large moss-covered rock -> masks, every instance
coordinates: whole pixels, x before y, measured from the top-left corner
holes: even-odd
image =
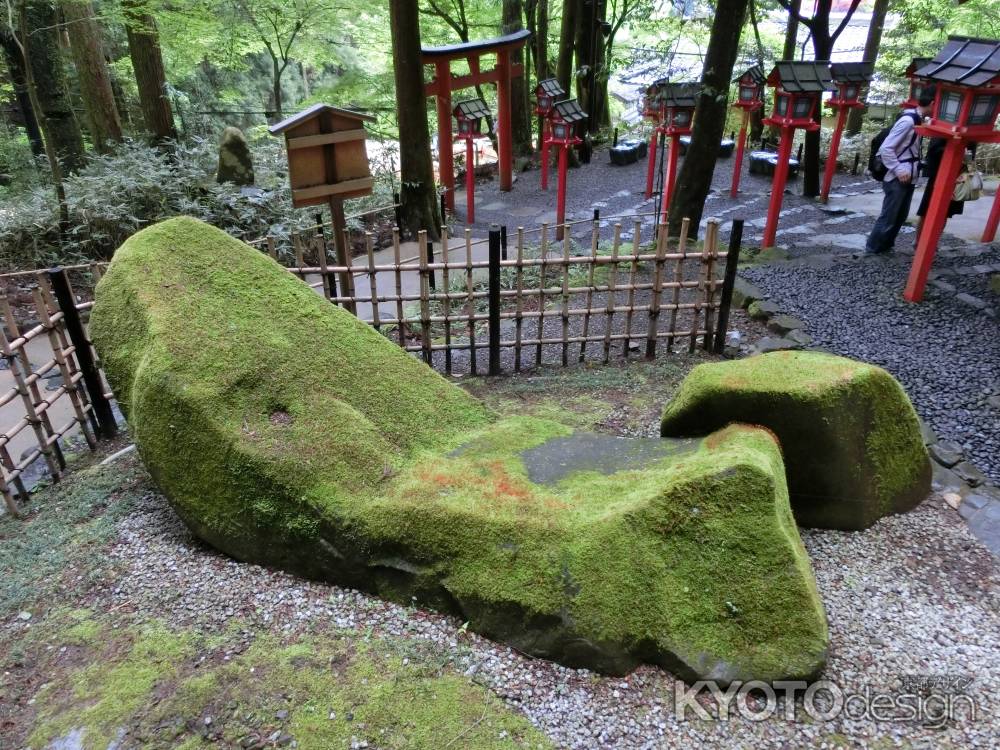
[[[644,444],[618,471],[538,473],[570,428],[498,419],[191,219],[119,249],[91,328],[154,478],[236,558],[415,597],[610,673],[648,661],[778,679],[824,664],[822,605],[764,430]]]
[[[785,456],[802,526],[863,529],[930,493],[920,422],[880,367],[818,352],[774,352],[696,367],[667,405],[662,435],[763,425]]]

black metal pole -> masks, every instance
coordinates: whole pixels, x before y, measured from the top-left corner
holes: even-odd
[[[115,415],[111,411],[111,403],[104,396],[101,371],[97,368],[97,363],[90,351],[90,341],[83,329],[80,311],[76,309],[76,298],[73,296],[73,290],[70,289],[66,271],[60,266],[49,269],[49,283],[52,285],[52,292],[59,303],[59,309],[62,310],[63,323],[66,325],[69,340],[76,350],[76,361],[80,365],[83,384],[94,409],[97,431],[101,437],[113,438],[118,434],[118,425],[115,422]],[[72,386],[67,383],[66,387]]]
[[[431,240],[427,240],[427,262],[434,262],[434,243]],[[430,268],[427,271],[427,285],[431,288],[431,291],[436,291],[437,286],[434,281],[434,269]]]
[[[715,346],[713,351],[722,354],[726,347],[726,331],[729,328],[729,308],[733,304],[733,286],[736,284],[736,264],[740,261],[740,247],[743,244],[743,219],[733,221],[729,233],[729,252],[726,253],[726,274],[722,277],[722,298],[719,301],[719,319],[715,322]]]
[[[403,226],[403,206],[399,202],[399,193],[392,194],[392,213],[398,229]]]
[[[500,225],[500,258],[507,260],[507,225]]]
[[[500,227],[490,225],[490,375],[500,374]]]

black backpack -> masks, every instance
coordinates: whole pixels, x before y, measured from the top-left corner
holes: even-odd
[[[870,147],[871,150],[868,152],[868,173],[879,182],[885,179],[885,176],[889,174],[889,170],[886,168],[885,164],[882,163],[882,160],[878,158],[878,150],[882,148],[882,144],[889,136],[889,131],[891,131],[893,127],[895,127],[896,123],[899,122],[900,117],[910,117],[913,120],[914,127],[923,122],[923,118],[916,112],[903,112],[896,118],[892,125],[882,128],[878,131],[878,133],[876,133],[875,137],[872,138]],[[916,133],[913,134],[913,140],[910,141],[906,148],[909,149],[915,140],[917,140]]]

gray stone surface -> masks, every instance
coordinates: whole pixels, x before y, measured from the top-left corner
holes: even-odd
[[[625,438],[596,432],[574,432],[553,438],[521,454],[528,478],[555,484],[578,471],[614,474],[641,469],[666,456],[693,451],[698,440]]]
[[[750,317],[754,320],[763,320],[771,315],[777,315],[781,312],[781,308],[778,307],[776,302],[771,302],[770,300],[757,300],[756,302],[750,303],[750,307],[747,308],[747,312],[750,313]]]
[[[949,469],[962,460],[962,447],[948,440],[942,440],[928,448],[931,458]]]
[[[786,334],[795,329],[805,328],[806,324],[796,317],[780,313],[767,321],[767,329],[777,334]]]
[[[215,173],[216,182],[231,182],[234,185],[253,185],[253,159],[250,145],[239,128],[222,131],[219,146],[219,168]]]
[[[760,287],[756,284],[751,284],[742,276],[736,277],[736,282],[733,284],[734,305],[746,309],[750,306],[751,302],[765,299],[767,299],[767,295],[761,291]]]
[[[753,345],[755,354],[766,354],[767,352],[780,352],[785,349],[799,349],[801,346],[791,339],[780,336],[765,336]]]
[[[968,461],[962,461],[952,467],[954,471],[970,487],[978,487],[986,481],[986,477],[975,466]]]

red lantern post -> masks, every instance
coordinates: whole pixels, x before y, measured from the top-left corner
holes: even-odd
[[[830,186],[833,184],[833,173],[837,171],[837,155],[840,153],[840,139],[847,124],[847,113],[852,109],[865,106],[861,101],[861,84],[872,78],[875,64],[870,62],[833,63],[830,73],[837,86],[837,93],[826,104],[837,111],[837,125],[833,129],[830,140],[830,152],[826,157],[826,169],[823,170],[823,186],[820,190],[820,200],[826,203],[830,199]]]
[[[455,105],[458,137],[465,140],[465,223],[476,222],[475,141],[482,135],[483,118],[490,110],[482,99],[469,99]]]
[[[762,248],[774,247],[795,130],[819,130],[820,125],[813,117],[820,97],[824,91],[834,90],[830,63],[826,61],[779,62],[767,77],[767,82],[774,87],[774,112],[764,123],[778,127],[781,130],[781,140],[778,143],[778,163],[771,182],[771,202],[767,207]]]
[[[937,88],[930,122],[919,126],[917,132],[947,138],[948,143],[903,292],[908,302],[923,299],[966,147],[970,143],[1000,143],[1000,132],[994,129],[1000,116],[1000,41],[949,37],[944,48],[915,75]],[[996,214],[994,205],[987,231],[991,222],[996,230],[996,219],[1000,218]]]
[[[563,238],[566,222],[566,172],[569,168],[569,150],[582,141],[573,134],[576,123],[587,119],[576,99],[557,102],[549,113],[549,142],[559,146],[559,190],[556,196],[556,239]]]
[[[993,242],[997,236],[997,225],[1000,224],[1000,190],[993,196],[993,208],[990,209],[990,218],[986,220],[986,229],[983,230],[981,242]]]
[[[670,139],[667,151],[667,174],[663,180],[663,200],[660,203],[660,221],[667,220],[670,198],[677,179],[677,154],[682,135],[690,135],[694,123],[694,108],[698,103],[701,84],[668,83],[660,87],[657,100],[663,109],[661,135]]]
[[[764,83],[767,78],[764,76],[764,69],[760,65],[754,65],[743,75],[736,79],[739,95],[733,106],[743,110],[743,118],[740,121],[740,137],[736,141],[736,163],[733,164],[733,182],[729,188],[729,195],[733,198],[740,190],[740,175],[743,172],[743,152],[747,144],[747,125],[750,122],[750,113],[764,106]]]
[[[906,68],[906,77],[910,80],[910,94],[906,101],[899,103],[900,109],[916,109],[920,102],[920,95],[924,92],[927,79],[918,76],[917,71],[931,62],[931,57],[914,57]]]
[[[565,95],[555,78],[546,78],[535,87],[535,114],[539,117],[538,141],[542,152],[542,190],[549,189],[549,115],[556,101]]]

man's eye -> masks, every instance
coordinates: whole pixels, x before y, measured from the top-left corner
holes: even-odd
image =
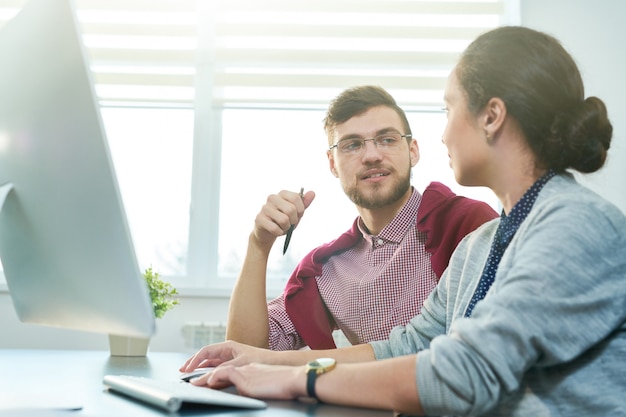
[[[396,138],[394,138],[393,136],[383,136],[378,141],[383,145],[391,145],[396,142]]]
[[[347,140],[341,145],[341,149],[345,151],[355,151],[361,148],[360,140]]]
[[[382,146],[394,146],[400,141],[400,135],[381,135],[376,138],[376,144]]]

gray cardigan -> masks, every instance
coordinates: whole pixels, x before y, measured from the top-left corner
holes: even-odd
[[[626,416],[626,217],[555,176],[464,318],[498,222],[459,244],[421,314],[371,343],[376,358],[419,352],[429,415]]]

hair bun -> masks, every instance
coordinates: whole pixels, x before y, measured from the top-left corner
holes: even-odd
[[[569,154],[566,166],[580,172],[594,172],[606,161],[611,146],[613,126],[609,121],[606,106],[598,97],[588,97],[572,115],[567,132]]]

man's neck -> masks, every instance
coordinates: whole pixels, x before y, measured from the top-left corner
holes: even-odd
[[[413,187],[410,187],[401,199],[381,208],[367,209],[357,206],[363,227],[372,235],[379,234],[402,210],[412,193]]]

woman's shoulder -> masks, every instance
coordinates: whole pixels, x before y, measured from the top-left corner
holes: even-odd
[[[557,175],[539,193],[530,216],[569,217],[572,221],[606,222],[607,226],[626,232],[626,216],[613,203],[571,174]]]

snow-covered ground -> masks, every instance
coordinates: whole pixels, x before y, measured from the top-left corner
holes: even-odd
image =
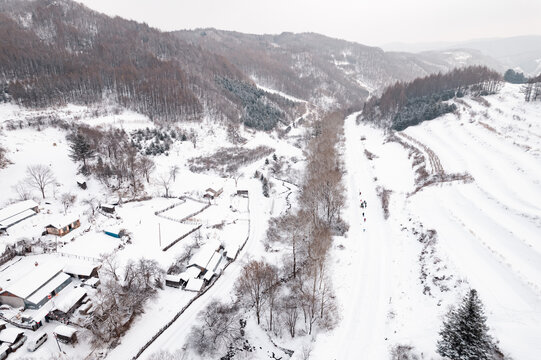
[[[315,341],[315,359],[383,359],[397,344],[435,353],[449,306],[475,288],[491,334],[505,354],[541,352],[541,105],[505,85],[484,101],[465,98],[460,114],[406,129],[445,173],[474,181],[415,189],[412,159],[369,125],[346,120],[350,231],[333,267],[342,321]],[[365,140],[361,140],[361,136]],[[364,156],[364,150],[375,155]],[[427,151],[430,150],[430,151]],[[437,161],[436,161],[437,162]],[[392,190],[384,220],[375,187]],[[362,195],[359,195],[362,192]],[[359,199],[368,209],[359,208]],[[366,224],[361,212],[365,212]],[[366,228],[366,232],[363,232]],[[434,242],[422,235],[436,231]]]

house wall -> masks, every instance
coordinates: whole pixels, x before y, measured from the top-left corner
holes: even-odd
[[[24,300],[22,298],[9,293],[4,293],[0,295],[0,303],[9,305],[14,308],[24,306]]]
[[[54,289],[54,293],[55,294],[58,294],[62,289],[64,289],[66,286],[68,286],[68,284],[71,283],[71,278],[67,278],[66,281],[64,281],[62,284],[58,285],[56,287],[56,289]],[[53,297],[54,298],[54,297]],[[31,303],[29,301],[27,301],[26,299],[24,300],[24,305],[28,308],[28,309],[39,309],[40,307],[42,307],[43,305],[45,305],[45,303],[47,303],[47,301],[49,301],[49,298],[47,296],[45,296],[43,299],[41,299],[37,304],[34,304],[34,303]]]

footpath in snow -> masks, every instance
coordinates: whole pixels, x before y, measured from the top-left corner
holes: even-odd
[[[372,171],[363,155],[356,115],[348,116],[345,121],[347,209],[344,217],[350,228],[345,249],[335,250],[337,263],[332,265],[342,316],[334,331],[318,337],[313,359],[388,357],[385,326],[391,274],[390,237],[386,234]],[[361,199],[367,202],[366,209],[361,209]]]

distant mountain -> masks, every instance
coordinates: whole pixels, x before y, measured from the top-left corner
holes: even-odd
[[[157,122],[201,119],[257,129],[298,106],[360,109],[370,93],[457,66],[497,62],[475,51],[385,52],[314,33],[161,32],[71,0],[0,0],[0,99],[25,106],[112,98]]]
[[[478,50],[506,68],[520,69],[526,74],[541,72],[541,35],[515,36],[509,38],[477,39],[465,42],[392,43],[384,45],[389,51],[444,52],[449,49]],[[487,64],[488,65],[488,64]]]

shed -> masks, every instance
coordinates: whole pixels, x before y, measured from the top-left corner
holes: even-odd
[[[104,212],[108,214],[112,214],[115,212],[115,205],[112,204],[101,204],[100,209],[102,209]]]
[[[183,271],[179,277],[182,285],[186,285],[190,279],[195,279],[201,274],[201,269],[197,266],[192,266]]]
[[[205,285],[203,279],[190,279],[186,284],[185,290],[199,292]]]
[[[237,190],[237,195],[242,197],[248,197],[248,190]]]
[[[4,330],[6,328],[6,322],[4,320],[0,320],[0,331]]]
[[[98,276],[100,265],[87,262],[74,262],[64,266],[64,272],[76,279],[89,279]]]
[[[5,359],[9,352],[11,351],[11,348],[8,344],[2,344],[0,345],[0,359]]]
[[[54,329],[54,336],[66,344],[77,342],[77,329],[67,325],[59,325]]]
[[[55,311],[59,311],[64,315],[72,314],[86,297],[86,290],[77,287],[71,291],[63,291],[58,299],[55,299]]]
[[[82,179],[77,180],[77,185],[83,190],[86,190],[86,188],[87,188],[86,181],[84,181]]]
[[[165,276],[165,285],[179,288],[182,285],[182,278],[180,275],[166,275]]]
[[[100,285],[100,279],[97,277],[91,277],[90,279],[87,279],[83,285],[88,285],[91,288],[97,288]]]
[[[45,231],[47,234],[64,236],[71,232],[74,229],[77,229],[81,226],[79,219],[56,219],[52,221],[49,225],[45,226]]]
[[[0,229],[5,231],[39,212],[39,205],[34,200],[25,200],[13,203],[0,210]]]
[[[120,239],[122,236],[124,236],[126,231],[124,229],[108,229],[103,230],[103,232],[105,233],[105,235]]]
[[[205,190],[205,195],[203,195],[204,198],[208,199],[214,199],[220,196],[224,192],[223,188],[220,188],[218,190],[214,190],[213,188],[208,188]]]
[[[0,331],[0,341],[2,344],[14,344],[24,335],[24,331],[19,328],[8,328]]]

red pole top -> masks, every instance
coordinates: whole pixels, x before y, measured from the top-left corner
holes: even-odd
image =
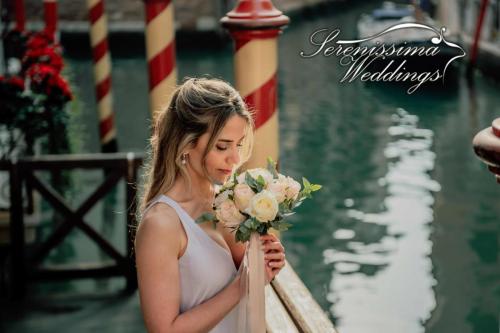
[[[222,26],[229,30],[278,29],[289,22],[270,0],[239,0],[221,19]]]

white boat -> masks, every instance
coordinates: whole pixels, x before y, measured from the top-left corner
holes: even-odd
[[[381,71],[391,63],[393,67],[397,66],[395,64],[403,63],[402,68],[408,73],[434,73],[439,70],[447,82],[456,81],[458,62],[450,62],[450,59],[459,55],[461,51],[447,44],[449,37],[444,38],[442,27],[420,8],[387,1],[372,13],[363,14],[357,28],[359,46],[362,47],[384,45],[387,49],[394,45],[394,49],[420,50],[437,46],[439,49],[432,56],[417,52],[397,54],[394,52],[371,62],[369,65],[371,71]],[[440,42],[432,43],[433,38]],[[441,83],[443,80],[436,80],[436,83],[438,82]],[[429,83],[431,82],[427,82],[426,85]]]
[[[436,22],[425,12],[415,9],[412,5],[400,5],[385,1],[381,8],[372,11],[371,14],[363,14],[358,21],[358,39],[375,36],[386,29],[401,23],[421,23],[436,29]],[[436,34],[423,29],[398,29],[383,34],[377,38],[370,39],[362,45],[372,45],[376,42],[389,44],[420,43],[427,42]]]

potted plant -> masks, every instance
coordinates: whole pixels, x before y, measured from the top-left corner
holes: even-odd
[[[68,153],[67,103],[73,98],[62,77],[62,50],[45,31],[12,31],[4,37],[8,69],[0,76],[0,159]],[[44,148],[44,149],[43,149]],[[0,243],[9,239],[9,177],[0,173]],[[54,174],[52,185],[63,186]],[[7,189],[7,190],[6,190]],[[30,193],[27,193],[31,195]],[[39,219],[26,216],[26,241]]]

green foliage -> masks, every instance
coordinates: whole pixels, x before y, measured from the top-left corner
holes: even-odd
[[[63,78],[62,49],[45,31],[6,33],[5,56],[19,64],[0,76],[1,158],[34,155],[35,142],[49,154],[69,153],[67,103],[73,98]]]
[[[276,162],[271,157],[267,157],[267,170],[273,175],[274,179],[278,179],[278,171],[276,170]]]
[[[208,213],[208,212],[205,212],[203,214],[200,215],[200,217],[198,217],[196,220],[195,220],[196,223],[205,223],[205,222],[212,222],[212,227],[214,229],[217,228],[217,223],[219,222],[219,220],[217,220],[217,217],[215,217],[215,215],[213,213]]]
[[[250,239],[252,232],[257,232],[260,235],[267,233],[270,225],[268,223],[261,223],[254,217],[249,217],[244,222],[240,223],[236,230],[236,240],[246,242]]]
[[[259,175],[259,178],[255,179],[248,172],[245,173],[245,182],[255,193],[261,192],[266,185],[266,182],[264,178],[262,178],[262,176]]]
[[[321,189],[321,185],[319,184],[311,184],[305,177],[302,177],[302,184],[304,188],[299,193],[299,201],[302,202],[305,198],[312,198],[311,193],[319,191]],[[295,206],[298,207],[298,206]]]

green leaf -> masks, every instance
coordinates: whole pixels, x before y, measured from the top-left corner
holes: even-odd
[[[259,175],[259,177],[257,177],[257,184],[262,186],[262,188],[266,186],[266,181],[264,180],[264,177],[262,177],[262,175]]]
[[[260,185],[248,172],[245,174],[245,182],[252,188],[252,190],[254,190],[254,192],[258,193],[262,191],[263,186]]]
[[[252,227],[253,227],[253,221],[252,221],[252,219],[248,219],[245,222],[243,222],[242,225],[245,226],[245,227],[247,227],[248,229],[252,229]]]
[[[278,171],[276,170],[276,162],[271,157],[267,157],[267,170],[273,175],[274,179],[278,179]]]
[[[259,224],[259,226],[257,227],[257,232],[261,235],[264,235],[267,233],[267,229],[268,229],[268,225],[267,223],[261,223]]]
[[[283,201],[282,203],[279,204],[278,209],[282,213],[290,212],[290,207],[285,201]]]
[[[319,185],[319,184],[313,184],[313,185],[311,185],[311,191],[312,192],[318,191],[320,188],[322,188],[322,186]]]
[[[240,230],[236,230],[235,238],[237,242],[243,242],[243,234]]]
[[[299,207],[300,205],[302,205],[302,203],[304,202],[306,198],[305,197],[302,197],[300,200],[296,201],[294,204],[293,204],[293,209]]]
[[[278,230],[285,231],[285,230],[288,230],[288,228],[290,228],[291,226],[292,226],[291,223],[281,222],[280,225],[278,226]]]
[[[311,186],[311,183],[309,183],[306,177],[302,177],[302,183],[304,184],[305,188],[309,188]]]
[[[250,239],[250,232],[240,232],[239,233],[239,241],[246,242]]]
[[[248,184],[248,186],[252,186],[252,184],[255,182],[255,179],[250,175],[249,172],[245,171],[245,183]]]
[[[212,213],[203,213],[195,220],[196,223],[218,222],[217,218]]]
[[[261,225],[259,220],[256,217],[252,217],[252,229],[257,230],[257,228]]]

◇ ◇ ◇ ◇ ◇

[Your goal] When the word "covered" occurs in a line above, list that line.

[Solution for this exercise]
large moss-covered rock -> masks, every instance
snow-covered ground -> masks, every instance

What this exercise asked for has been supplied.